■ **Entries**
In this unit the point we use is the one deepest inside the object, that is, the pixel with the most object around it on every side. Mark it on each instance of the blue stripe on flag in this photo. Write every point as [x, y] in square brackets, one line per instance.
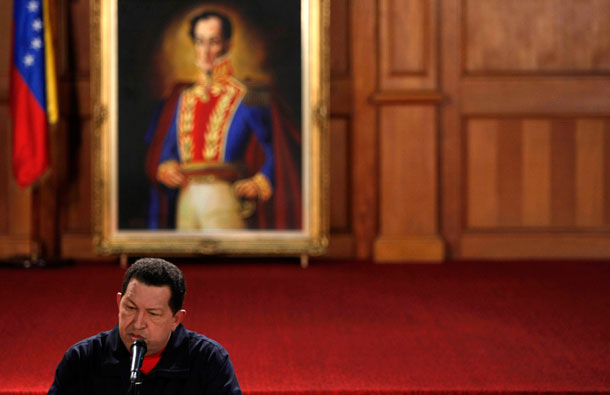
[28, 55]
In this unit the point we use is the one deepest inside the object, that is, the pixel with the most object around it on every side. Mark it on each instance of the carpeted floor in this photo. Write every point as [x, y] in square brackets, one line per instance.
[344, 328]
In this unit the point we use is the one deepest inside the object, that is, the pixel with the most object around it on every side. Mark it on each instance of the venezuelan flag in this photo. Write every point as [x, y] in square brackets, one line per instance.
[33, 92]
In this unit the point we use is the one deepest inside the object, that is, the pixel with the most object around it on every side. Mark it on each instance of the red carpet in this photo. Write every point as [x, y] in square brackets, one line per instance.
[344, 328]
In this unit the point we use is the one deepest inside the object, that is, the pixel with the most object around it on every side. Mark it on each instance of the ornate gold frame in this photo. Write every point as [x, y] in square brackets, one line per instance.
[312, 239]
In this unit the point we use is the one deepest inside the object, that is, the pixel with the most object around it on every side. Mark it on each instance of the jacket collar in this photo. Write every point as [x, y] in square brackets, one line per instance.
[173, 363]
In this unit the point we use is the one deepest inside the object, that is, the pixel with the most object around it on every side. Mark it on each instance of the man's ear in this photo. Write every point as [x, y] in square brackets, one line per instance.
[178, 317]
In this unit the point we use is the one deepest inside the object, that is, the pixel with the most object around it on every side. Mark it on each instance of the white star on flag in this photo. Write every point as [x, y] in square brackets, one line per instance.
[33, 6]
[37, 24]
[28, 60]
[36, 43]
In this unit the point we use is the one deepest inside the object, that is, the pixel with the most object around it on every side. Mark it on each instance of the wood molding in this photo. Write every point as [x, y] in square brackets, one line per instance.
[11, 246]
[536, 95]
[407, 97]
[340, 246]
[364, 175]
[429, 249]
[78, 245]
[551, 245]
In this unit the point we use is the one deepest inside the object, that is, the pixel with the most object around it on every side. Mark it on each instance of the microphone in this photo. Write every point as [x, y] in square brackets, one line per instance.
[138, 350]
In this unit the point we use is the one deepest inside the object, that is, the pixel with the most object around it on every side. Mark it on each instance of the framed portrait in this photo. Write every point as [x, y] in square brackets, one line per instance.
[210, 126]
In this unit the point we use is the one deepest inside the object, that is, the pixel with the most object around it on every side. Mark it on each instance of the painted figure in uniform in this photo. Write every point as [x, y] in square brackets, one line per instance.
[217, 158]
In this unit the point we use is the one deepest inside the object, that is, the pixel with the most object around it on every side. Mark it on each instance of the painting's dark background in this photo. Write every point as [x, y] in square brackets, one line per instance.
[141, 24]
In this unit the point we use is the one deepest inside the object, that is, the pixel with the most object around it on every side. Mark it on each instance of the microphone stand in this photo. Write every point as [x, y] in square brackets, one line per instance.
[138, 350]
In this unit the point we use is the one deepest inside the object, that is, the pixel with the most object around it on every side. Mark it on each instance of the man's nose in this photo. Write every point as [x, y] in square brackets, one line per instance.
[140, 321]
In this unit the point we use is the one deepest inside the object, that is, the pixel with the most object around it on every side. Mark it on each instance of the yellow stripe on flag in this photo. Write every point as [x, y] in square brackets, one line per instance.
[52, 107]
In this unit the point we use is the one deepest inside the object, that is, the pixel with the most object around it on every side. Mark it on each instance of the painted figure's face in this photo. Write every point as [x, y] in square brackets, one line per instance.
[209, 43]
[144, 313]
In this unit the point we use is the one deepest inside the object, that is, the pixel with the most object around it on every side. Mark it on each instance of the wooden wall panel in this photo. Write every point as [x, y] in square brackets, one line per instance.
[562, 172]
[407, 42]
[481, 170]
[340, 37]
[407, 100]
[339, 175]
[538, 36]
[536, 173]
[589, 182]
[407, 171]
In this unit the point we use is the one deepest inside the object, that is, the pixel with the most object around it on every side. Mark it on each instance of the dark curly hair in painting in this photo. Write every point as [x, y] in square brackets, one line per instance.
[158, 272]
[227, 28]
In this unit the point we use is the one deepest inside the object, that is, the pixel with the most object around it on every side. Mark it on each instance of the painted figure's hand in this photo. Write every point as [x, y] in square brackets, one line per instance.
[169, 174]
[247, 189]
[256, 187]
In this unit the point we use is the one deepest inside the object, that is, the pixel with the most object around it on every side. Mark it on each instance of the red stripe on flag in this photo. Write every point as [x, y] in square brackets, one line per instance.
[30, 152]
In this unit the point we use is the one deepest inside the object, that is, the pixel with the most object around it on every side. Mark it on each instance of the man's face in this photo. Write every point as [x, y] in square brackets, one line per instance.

--

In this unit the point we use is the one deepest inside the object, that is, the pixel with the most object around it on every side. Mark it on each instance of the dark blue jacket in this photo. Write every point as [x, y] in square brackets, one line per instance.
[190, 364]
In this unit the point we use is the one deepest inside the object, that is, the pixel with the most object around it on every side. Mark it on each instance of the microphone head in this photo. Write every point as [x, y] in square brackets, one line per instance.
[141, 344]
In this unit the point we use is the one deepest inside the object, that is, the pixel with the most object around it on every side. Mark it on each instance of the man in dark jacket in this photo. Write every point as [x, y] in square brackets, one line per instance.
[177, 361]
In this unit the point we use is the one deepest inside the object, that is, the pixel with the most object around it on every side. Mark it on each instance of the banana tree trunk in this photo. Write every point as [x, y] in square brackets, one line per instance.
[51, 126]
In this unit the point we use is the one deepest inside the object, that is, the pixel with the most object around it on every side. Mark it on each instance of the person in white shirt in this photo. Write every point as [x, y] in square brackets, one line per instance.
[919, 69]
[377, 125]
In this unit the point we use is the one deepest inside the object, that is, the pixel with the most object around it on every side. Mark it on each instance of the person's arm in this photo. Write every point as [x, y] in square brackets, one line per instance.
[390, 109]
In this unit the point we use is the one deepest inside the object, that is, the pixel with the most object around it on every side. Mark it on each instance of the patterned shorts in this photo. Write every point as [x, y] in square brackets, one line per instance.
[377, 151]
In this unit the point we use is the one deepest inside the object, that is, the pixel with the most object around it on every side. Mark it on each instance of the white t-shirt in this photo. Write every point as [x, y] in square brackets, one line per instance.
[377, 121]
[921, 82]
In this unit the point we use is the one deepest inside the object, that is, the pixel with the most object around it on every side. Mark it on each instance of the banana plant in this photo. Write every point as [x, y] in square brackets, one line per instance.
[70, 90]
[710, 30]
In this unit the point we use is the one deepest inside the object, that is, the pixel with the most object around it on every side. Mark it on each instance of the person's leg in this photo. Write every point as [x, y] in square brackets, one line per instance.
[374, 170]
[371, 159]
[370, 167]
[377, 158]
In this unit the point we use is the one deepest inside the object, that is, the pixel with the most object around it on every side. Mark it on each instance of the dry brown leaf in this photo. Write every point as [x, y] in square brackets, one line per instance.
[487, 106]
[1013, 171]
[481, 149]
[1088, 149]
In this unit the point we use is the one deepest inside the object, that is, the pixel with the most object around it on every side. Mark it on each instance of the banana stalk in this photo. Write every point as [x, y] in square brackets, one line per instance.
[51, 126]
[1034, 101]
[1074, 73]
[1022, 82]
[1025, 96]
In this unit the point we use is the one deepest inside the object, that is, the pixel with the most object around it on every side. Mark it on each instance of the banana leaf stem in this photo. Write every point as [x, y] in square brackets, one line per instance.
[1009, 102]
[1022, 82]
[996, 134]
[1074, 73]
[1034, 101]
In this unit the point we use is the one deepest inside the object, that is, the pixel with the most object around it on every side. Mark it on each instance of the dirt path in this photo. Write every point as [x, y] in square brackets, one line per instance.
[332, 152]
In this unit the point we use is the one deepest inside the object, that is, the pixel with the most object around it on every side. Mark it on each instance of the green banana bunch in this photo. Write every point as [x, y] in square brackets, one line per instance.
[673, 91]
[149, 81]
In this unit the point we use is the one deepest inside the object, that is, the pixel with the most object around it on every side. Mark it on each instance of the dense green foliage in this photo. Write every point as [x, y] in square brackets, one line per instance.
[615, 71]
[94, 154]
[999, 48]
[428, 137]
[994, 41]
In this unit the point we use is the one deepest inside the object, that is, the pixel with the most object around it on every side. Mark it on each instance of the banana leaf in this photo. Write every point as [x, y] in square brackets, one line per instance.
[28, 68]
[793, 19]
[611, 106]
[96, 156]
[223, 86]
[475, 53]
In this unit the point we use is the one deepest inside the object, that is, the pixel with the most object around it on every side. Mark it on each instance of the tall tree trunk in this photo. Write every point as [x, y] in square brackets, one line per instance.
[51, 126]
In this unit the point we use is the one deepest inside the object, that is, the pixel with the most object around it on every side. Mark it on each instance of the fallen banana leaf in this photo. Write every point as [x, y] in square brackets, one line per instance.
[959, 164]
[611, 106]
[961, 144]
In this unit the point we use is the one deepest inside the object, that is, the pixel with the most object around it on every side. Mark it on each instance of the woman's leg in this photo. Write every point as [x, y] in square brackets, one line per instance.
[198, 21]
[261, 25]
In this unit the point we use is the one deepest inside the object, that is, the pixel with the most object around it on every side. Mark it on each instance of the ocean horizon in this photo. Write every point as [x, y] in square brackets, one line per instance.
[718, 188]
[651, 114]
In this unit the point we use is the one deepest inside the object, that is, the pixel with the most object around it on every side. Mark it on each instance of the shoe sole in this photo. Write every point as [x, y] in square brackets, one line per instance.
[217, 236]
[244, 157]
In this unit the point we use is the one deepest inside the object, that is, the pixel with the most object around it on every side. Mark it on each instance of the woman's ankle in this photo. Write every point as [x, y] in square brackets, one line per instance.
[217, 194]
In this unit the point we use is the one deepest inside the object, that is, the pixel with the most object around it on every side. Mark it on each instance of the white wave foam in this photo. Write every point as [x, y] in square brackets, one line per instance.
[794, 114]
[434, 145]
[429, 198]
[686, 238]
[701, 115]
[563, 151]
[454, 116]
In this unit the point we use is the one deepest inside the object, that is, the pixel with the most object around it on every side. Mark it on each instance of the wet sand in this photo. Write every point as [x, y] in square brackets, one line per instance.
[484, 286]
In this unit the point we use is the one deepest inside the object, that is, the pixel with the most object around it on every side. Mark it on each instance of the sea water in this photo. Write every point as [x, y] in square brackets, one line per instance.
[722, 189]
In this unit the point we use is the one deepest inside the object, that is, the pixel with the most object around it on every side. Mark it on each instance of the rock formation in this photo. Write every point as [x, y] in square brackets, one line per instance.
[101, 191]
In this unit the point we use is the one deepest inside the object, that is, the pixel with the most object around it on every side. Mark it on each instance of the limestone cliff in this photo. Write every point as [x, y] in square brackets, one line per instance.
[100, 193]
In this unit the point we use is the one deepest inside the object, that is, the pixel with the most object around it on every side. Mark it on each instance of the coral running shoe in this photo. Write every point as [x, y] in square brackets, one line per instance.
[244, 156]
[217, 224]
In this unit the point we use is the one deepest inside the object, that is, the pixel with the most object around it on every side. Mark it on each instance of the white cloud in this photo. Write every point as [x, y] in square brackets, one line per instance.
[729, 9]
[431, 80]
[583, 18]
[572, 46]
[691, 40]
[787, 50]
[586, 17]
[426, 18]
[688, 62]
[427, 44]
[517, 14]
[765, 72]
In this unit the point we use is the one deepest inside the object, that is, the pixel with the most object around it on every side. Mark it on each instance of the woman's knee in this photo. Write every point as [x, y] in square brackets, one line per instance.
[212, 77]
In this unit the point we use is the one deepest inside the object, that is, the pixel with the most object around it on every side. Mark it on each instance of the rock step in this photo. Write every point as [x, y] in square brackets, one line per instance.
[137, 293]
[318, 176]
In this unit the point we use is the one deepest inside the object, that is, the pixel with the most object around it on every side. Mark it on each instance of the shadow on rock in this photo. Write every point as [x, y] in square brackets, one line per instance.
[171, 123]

...

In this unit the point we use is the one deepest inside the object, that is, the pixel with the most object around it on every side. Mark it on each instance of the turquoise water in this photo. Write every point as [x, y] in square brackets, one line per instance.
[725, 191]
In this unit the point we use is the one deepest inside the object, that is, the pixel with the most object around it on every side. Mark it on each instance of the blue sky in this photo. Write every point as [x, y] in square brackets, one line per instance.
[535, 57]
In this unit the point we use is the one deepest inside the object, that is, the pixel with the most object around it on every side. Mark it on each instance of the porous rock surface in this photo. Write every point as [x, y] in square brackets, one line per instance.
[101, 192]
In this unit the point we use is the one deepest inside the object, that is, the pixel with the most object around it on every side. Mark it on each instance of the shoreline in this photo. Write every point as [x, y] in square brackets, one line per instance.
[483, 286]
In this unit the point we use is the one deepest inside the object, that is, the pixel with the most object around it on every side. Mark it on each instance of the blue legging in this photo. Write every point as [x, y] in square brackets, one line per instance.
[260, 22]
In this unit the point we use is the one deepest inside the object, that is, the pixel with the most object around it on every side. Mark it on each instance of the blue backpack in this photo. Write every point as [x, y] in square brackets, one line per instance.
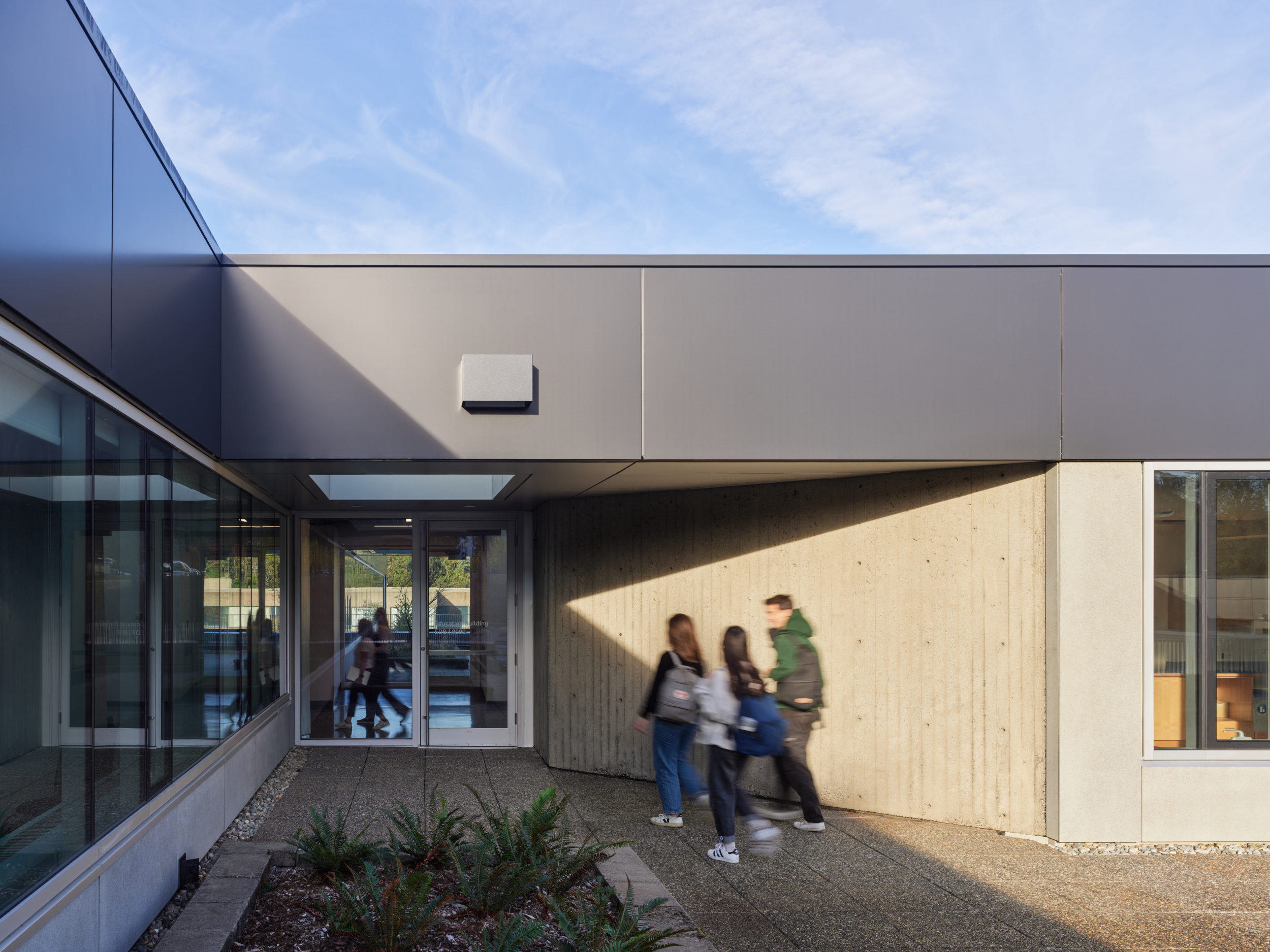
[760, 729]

■ **Exercise description**
State how many lines in the data above contain the string "stripe". Reply with the number alone.

■ **Task response**
3